Task brief
Look through the records that follow. Copy every line containing the word "facade".

Input
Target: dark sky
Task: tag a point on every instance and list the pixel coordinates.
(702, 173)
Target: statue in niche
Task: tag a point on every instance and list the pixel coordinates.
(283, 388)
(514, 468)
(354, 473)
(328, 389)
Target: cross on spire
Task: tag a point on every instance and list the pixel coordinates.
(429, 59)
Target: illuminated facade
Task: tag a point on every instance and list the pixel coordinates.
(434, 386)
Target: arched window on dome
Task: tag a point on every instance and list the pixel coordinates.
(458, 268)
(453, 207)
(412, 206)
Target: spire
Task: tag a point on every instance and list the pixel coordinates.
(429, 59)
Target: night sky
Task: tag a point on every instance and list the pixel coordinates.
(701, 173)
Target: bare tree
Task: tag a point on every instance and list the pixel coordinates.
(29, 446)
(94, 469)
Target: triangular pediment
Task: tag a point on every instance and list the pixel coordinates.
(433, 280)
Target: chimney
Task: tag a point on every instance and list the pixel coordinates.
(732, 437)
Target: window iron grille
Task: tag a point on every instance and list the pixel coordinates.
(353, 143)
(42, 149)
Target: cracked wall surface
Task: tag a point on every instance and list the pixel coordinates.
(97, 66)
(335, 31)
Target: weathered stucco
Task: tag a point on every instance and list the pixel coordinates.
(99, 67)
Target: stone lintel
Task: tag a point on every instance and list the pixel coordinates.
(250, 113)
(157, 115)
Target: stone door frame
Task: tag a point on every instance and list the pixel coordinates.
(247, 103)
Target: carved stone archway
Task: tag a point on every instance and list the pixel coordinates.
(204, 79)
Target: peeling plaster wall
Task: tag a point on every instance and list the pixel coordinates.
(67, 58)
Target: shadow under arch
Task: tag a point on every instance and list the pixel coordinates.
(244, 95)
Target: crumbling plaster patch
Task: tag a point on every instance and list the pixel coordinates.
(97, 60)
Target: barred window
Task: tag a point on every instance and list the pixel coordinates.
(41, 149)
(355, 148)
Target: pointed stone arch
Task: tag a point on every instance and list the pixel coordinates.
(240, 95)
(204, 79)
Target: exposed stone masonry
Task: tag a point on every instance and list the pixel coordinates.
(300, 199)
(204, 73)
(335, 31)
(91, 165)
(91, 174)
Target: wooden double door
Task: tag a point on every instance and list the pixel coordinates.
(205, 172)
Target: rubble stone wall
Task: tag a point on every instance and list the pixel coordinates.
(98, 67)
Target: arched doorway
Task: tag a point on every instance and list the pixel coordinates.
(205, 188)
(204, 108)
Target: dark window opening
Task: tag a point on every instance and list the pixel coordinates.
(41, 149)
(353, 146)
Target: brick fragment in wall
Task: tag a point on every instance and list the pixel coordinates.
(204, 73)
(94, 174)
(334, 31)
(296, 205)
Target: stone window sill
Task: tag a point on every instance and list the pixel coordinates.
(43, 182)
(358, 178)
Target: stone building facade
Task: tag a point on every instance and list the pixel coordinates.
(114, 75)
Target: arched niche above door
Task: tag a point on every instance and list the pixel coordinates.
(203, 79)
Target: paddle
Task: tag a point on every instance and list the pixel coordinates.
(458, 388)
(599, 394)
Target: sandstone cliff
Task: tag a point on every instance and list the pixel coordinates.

Finished exercise
Target: illuminated facade
Target: stone building facade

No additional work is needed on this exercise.